Time and time again, my mom tells me that she thinks I was incredibly brave to pick up and move across the country to San Francisco without knowing a soul there.  Maybe.  Though it was hard at times, I had things to focus on - exploring a new city and a new school, meeting new people, and making a new life for myself. I didn’t feel as if any of that required me to be brave.

But today, it’ll take every ounce of bravery I can muster just to get out of bed and check my e-mail.  I did that easily yesterday, and read an e-mail that broke my heart.  It was from my best friend and the man I’ve been in love with for the past year-and-a-half.  He was cruel. He was brutally honest and intentionally hurtful.  So now I lay in bed, dreading putting my feet on the floor, and facing another emotional day like yesterday.

I spent half of the day crying and the other half convincing myself I was fine. By last night, I was working on a hangover. I couldn’t breathe because I was crying so hard and my eyes were red and puffy. All I could think of was how much I wanted to talk to him — he’s my best friend!

Can I make it through another day like that? Can’t we go back to the time before I fell in love with him?  And the sun outside is pissing me off; why can’t it be rainy and icky out, instead of this bright, perfect day that contrasts so violently with my mood?

If I stay under my covers, I won’t have to see the sun taunting me. I can sleep all day long and ignore my e-mail, not finding other things that might crush my heart.  If I stay in bed, I don’t have to hear the phone ringing with well-intentioned friends calling to check up on me.  I don’t even have to look at the phone that tempts me to call him for reassurance that our friendship can survive this.

(REQUIRED WORK)
[A] Answer these questions from the essay about heartbreak:
(i) To which city did the writer move across the country?
(ii) For how long has the writer been in love with the best friend?
(iii) How did the writer spend half of yesterday?
[B] Decide whether each statement agrees with the essay about heartbreak:
(i) The writer knew people in San Francisco before moving there.
(ii) The hurtful e-mail came from the writer's best friend.
(iii) The weather outside today is rainy.
[C] Carry on the essay about heartbreak, starting after its final sentence.

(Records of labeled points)

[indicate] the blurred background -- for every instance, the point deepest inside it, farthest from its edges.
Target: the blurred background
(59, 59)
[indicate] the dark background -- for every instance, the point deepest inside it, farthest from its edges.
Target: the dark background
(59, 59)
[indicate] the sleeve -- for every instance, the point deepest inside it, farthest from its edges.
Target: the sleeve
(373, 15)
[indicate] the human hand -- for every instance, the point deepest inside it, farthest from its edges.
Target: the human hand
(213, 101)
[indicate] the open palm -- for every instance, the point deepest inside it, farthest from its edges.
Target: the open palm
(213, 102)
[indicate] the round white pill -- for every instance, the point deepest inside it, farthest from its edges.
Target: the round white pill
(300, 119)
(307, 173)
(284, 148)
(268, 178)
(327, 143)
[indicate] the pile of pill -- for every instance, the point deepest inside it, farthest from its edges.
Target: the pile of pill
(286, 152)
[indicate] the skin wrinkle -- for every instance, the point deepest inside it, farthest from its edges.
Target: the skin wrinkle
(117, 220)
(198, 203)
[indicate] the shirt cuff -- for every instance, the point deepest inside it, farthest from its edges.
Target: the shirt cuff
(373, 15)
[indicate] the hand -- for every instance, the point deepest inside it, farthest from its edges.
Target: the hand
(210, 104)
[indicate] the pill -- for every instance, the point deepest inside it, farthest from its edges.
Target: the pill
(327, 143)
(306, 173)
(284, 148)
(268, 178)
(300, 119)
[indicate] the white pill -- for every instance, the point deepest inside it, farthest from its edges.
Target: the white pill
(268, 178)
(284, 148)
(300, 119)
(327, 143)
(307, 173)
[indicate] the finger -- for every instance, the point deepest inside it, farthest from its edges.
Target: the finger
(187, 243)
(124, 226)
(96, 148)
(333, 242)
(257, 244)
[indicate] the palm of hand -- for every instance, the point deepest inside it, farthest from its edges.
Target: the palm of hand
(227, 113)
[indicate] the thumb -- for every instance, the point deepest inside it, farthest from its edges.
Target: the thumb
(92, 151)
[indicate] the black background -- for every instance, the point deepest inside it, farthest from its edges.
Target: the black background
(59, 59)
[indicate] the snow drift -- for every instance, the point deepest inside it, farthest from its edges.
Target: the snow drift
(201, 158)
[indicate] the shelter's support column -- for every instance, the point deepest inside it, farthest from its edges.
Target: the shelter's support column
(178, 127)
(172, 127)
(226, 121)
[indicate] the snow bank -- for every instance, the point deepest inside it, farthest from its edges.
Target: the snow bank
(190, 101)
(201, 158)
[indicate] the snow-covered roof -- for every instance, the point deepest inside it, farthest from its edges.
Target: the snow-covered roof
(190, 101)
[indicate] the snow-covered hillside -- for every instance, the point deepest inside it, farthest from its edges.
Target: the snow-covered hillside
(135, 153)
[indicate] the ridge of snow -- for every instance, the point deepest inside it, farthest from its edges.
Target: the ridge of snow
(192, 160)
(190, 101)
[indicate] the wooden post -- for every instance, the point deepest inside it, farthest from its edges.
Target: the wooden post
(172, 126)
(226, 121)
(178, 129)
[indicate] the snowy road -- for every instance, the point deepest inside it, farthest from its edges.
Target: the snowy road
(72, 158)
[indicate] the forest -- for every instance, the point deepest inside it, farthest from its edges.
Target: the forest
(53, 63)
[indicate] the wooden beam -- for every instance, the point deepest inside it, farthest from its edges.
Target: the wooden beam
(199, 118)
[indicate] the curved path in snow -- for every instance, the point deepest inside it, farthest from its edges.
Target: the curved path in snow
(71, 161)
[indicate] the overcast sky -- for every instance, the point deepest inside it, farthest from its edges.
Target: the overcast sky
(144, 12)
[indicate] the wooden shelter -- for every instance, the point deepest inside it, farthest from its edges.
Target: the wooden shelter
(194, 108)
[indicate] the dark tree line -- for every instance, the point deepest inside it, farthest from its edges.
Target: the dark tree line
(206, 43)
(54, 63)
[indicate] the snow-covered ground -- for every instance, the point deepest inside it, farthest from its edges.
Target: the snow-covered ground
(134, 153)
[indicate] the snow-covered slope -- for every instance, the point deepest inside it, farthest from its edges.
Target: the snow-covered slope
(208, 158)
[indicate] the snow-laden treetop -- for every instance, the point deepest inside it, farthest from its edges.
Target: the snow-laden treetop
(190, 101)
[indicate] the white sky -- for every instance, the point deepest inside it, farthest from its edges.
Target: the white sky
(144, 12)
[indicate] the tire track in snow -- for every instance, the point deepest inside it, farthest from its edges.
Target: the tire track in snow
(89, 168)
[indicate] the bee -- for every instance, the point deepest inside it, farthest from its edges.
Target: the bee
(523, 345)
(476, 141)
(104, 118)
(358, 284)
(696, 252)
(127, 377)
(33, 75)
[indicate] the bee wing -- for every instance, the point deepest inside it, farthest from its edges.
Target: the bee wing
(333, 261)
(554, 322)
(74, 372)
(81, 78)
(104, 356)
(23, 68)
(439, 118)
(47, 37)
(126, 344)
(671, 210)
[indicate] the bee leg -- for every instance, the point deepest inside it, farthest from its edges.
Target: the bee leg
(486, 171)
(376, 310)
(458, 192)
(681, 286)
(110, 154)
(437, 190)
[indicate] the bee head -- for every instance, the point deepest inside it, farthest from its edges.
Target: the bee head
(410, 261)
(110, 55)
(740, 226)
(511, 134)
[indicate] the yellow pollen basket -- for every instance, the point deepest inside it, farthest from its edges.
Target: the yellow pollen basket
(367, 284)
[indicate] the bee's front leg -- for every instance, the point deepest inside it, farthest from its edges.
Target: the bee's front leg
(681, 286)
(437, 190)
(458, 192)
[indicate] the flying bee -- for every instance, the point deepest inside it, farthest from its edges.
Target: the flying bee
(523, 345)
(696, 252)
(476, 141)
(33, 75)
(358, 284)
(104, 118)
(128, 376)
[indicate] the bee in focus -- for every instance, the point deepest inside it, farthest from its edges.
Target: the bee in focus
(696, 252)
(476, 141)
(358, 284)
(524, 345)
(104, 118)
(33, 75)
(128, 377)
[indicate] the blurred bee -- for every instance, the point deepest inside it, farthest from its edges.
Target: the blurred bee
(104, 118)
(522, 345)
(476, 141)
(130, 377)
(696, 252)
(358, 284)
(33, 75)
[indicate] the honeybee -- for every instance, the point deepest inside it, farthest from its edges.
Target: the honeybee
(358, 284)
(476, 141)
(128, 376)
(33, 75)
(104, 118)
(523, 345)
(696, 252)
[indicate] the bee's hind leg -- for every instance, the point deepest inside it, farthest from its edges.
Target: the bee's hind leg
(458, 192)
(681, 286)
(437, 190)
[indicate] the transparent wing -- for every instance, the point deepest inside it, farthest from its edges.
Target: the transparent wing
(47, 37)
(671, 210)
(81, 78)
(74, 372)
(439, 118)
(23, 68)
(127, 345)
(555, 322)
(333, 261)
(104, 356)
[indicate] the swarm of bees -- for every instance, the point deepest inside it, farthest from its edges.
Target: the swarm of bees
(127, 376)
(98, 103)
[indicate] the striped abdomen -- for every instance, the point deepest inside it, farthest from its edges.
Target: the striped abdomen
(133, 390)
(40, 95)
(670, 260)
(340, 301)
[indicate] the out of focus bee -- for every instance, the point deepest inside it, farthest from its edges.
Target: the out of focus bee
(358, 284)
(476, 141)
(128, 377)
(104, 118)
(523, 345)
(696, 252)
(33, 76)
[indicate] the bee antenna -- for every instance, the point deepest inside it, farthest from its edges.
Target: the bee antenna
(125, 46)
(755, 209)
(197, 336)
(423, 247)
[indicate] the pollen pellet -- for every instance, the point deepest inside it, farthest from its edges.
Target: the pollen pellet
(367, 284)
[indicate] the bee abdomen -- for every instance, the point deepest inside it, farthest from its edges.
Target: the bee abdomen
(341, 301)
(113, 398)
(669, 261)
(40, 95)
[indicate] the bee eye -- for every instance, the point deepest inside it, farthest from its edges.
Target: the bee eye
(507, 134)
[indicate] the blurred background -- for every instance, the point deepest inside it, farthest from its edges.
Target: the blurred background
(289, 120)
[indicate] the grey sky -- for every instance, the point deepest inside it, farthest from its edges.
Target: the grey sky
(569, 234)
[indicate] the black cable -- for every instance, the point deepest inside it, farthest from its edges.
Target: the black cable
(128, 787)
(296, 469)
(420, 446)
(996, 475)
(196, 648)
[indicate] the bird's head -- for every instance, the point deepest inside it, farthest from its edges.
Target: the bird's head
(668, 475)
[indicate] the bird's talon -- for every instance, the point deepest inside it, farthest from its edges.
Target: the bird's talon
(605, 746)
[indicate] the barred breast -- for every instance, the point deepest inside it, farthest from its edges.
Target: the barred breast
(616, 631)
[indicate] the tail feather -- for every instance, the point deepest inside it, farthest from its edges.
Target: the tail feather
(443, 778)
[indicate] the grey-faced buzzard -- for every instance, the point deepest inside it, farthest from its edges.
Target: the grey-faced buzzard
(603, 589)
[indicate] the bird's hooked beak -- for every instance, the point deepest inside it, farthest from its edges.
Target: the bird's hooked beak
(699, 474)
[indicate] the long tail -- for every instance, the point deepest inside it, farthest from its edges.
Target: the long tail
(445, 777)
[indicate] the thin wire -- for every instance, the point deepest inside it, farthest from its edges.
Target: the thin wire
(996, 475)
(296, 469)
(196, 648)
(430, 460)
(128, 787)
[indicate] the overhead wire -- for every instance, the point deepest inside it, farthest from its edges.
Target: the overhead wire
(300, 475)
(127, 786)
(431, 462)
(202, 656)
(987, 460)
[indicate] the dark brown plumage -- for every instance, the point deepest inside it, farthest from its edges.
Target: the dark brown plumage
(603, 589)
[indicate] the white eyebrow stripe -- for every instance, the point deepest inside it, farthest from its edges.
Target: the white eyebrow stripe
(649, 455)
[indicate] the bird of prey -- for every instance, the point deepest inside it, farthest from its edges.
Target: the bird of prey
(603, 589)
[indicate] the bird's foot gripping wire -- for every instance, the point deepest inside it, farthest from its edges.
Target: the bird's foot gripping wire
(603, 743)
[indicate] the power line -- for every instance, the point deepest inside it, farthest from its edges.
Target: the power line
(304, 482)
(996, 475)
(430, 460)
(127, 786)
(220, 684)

(TASK RESPONSES)
[A]
(i) San Francisco
(ii) The past year-and-a-half
(iii) Crying

[B]
(i) No: "without knowing a soul there"
(ii) Yes: "It was from my best friend"
(iii) No: "this bright, perfect day that contrasts so violently with my mood"

[C]
But if I don’t get up, I won’t know that I can do it tomorrow.  And I have to do it tomorrow.  If I don’t get up, I won’t get my laundry done, and won’t have any clean clothes to wear to work this week.  If I don’t get up, I won’t begin to recover.  It’ll be easier to spend more days in bed, with the blankets over my head, hiding from life.

In a desperate attempt for guidance, I pulled an Angel Message from my deck last night. It read “They will only beat you if you let them….” I know that if I stay in bed today, then I will be letting “them” beat me.  So, I take a deep breath and gather all my strength and courage to face another day.

I put my feet on the floor and sit on the edge of my bed, fighting the urge to crawl back under the covers. Yet, at the same time, I relish the feeling of the carpet under my feet that welcomes me to the world of the living.  I stand up and walk to my bedroom door, looking back at the bed longingly. I open the door to be confronted by the bright sunlight streaming downstairs.  I force myself up the stairs to the computer room, and sit down at the desk.  Something tells me that if I can get through checking my e-mail then I’ll be one step closer to surviving today.

Good!  No new messages.  No heart breaking e-mails. Now I just need to survive the one I received yesterday.  I can do that, can’t I?  I made it through yesterday, and today can’t be worse than yesterday… can it?

No, I’m sure today will be better.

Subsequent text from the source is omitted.